* Start Text to read *

Physical characteristics
- • location: Platte Township, Taylor County
- • coordinates: 40°52′10″N 94°32′53″W﻿ / ﻿40.86945027°N 94.5481409°W
- • elevation: 1,250 ft (380 m)
- Mouth: One Hundred and Two River
- • location: Hopkins Township, Nodaway County
- • coordinates: 40°33′28″N 94°49′26″W﻿ / ﻿40.55791°N 94.82392°W
- • elevation: 1,017 ft (310 m)
- Length: 31.0 mi (49.9 km)
- • location: Bedford, Iowa
- • average: 64.1 cu ft/s (1.82 m^{3}/s)

Basin features
- Progression: East Fork One Hundred and Two River → One Hundred and Two River → Platte River → Missouri River → Mississippi River → Atlantic Ocean

= East Fork One Hundred and Two River =

Stream in Iowa and Missouri, U.S.

* End Text to read *

Exercise instructions:
1. Using the East Fork One Hundred and Two River facts, answer these:
(a) What elevation is given for the location in Platte Township, Taylor County?
(b) Which river is listed as the mouth?
(c) How long is the stream?
2. Carry on the East Fork One Hundred and Two River text from the point where it stops.

* Start Data provided *

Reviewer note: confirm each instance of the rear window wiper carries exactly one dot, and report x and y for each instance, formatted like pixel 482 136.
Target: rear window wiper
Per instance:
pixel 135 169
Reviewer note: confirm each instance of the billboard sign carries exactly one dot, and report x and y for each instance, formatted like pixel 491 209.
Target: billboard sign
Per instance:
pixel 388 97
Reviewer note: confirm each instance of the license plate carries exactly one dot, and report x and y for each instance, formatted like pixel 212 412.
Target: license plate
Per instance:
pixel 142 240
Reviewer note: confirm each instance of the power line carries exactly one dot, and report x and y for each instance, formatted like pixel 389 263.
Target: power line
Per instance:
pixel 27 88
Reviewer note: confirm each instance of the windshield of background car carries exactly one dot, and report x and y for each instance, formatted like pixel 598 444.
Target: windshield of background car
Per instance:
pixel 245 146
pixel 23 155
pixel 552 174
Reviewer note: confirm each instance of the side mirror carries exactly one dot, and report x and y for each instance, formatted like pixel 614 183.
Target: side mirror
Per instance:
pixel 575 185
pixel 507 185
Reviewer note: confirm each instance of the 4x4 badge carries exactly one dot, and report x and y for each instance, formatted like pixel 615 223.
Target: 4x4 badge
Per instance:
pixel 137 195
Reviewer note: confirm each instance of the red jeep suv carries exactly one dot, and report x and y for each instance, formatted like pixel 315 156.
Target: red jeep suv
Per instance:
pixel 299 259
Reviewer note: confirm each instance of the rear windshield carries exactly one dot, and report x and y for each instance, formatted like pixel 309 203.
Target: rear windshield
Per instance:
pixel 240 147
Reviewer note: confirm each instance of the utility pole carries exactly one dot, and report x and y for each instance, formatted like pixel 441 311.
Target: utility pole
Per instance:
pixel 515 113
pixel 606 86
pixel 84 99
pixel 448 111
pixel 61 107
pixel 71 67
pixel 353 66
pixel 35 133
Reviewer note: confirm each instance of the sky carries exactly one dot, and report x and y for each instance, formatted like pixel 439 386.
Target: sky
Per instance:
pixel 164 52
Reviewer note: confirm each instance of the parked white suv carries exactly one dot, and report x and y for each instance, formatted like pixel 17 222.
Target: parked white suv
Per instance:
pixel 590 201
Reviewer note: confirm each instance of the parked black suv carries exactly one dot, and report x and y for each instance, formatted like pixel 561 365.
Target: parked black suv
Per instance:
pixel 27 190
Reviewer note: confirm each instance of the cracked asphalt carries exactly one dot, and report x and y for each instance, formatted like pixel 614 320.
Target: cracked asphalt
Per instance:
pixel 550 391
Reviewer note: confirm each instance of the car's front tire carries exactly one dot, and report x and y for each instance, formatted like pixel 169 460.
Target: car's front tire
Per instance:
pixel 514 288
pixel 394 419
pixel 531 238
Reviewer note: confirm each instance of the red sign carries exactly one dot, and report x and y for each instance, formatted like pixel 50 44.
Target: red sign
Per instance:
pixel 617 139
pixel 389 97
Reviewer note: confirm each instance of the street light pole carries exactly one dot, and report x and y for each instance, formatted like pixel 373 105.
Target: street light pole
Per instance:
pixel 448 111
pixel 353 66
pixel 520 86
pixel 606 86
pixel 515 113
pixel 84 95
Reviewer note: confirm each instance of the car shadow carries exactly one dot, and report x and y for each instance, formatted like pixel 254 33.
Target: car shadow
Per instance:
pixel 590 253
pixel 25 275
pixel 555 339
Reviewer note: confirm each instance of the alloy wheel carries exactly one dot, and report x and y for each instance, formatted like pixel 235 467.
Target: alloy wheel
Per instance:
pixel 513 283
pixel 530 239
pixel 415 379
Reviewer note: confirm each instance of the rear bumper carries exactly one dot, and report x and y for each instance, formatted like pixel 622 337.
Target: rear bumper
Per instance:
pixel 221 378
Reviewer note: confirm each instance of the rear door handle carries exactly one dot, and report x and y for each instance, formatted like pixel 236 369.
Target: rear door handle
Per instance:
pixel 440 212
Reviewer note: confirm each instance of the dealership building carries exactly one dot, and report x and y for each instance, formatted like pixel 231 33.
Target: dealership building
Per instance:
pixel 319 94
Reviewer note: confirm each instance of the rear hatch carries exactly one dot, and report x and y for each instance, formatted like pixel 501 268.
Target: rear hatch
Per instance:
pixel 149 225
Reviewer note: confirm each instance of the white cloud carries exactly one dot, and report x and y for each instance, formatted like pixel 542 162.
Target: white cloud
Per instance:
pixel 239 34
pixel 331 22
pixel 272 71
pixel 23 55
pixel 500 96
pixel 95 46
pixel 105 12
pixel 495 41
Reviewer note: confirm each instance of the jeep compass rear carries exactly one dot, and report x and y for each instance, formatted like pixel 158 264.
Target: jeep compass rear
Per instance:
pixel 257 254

* End Data provided *

Task answers:
1.
(a) 1,250 ft (380 m)
(b) One Hundred and Two River
(c) 31.0 mi (49.9 km)

2.
East Fork One Hundred and Two River is a stream in Taylor County, Iowa and Nodaway County, Missouri in the United States. It is a tributary of the One Hundred and Two River and is 31.0 mi long. The stream is monitored at Bedford, Iowa, by the NOAA.

The East Fork One Hundred and Two River rises just southeast of Lenox in Taylor County, Iowa. It flows southwesterly passed Shaprsburg to the east then Conway to the west, before arriving at Bedford, Iowa, the largest town on its path. From there, it travels alongside Iowa 148 southwest to the Missouri border where it empties into the Middle Fork One Hundred and Two River just northwest of Hopkins, Missouri.

There are four named tributaries of the East Fork One Hundred and Two River: Daugherty Creek, Ash Branch, Hog Branch, and East River.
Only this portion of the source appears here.